Collection entries
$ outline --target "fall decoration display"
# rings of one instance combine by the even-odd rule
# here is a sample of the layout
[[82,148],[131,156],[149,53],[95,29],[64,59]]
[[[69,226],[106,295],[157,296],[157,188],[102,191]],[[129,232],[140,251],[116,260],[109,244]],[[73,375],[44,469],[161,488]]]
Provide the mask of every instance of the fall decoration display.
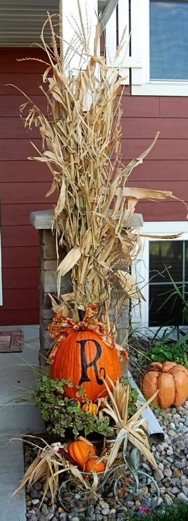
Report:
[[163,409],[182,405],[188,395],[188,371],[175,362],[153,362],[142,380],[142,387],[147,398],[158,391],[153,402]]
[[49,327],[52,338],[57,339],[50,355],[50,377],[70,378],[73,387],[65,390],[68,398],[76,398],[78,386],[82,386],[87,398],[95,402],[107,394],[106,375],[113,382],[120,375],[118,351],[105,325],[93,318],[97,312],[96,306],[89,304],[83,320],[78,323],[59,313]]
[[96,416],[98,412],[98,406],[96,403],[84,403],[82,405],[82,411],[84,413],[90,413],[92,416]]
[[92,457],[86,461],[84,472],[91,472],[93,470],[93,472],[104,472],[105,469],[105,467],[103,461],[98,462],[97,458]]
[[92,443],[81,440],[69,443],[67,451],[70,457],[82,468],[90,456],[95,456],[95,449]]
...
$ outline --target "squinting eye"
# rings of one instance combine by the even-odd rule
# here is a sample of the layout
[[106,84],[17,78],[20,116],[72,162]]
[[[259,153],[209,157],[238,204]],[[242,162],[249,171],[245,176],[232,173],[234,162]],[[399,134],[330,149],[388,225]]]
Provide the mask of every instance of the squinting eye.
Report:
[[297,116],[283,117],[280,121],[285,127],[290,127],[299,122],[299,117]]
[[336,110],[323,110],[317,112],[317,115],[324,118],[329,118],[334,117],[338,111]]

### Brief
Locate each line in the items above that contains the string "outline" and copy those lines out in full. The match is case-sensitive.

### Solution
$ outline --target "fall decoration display"
$ outline --target "squinting eye"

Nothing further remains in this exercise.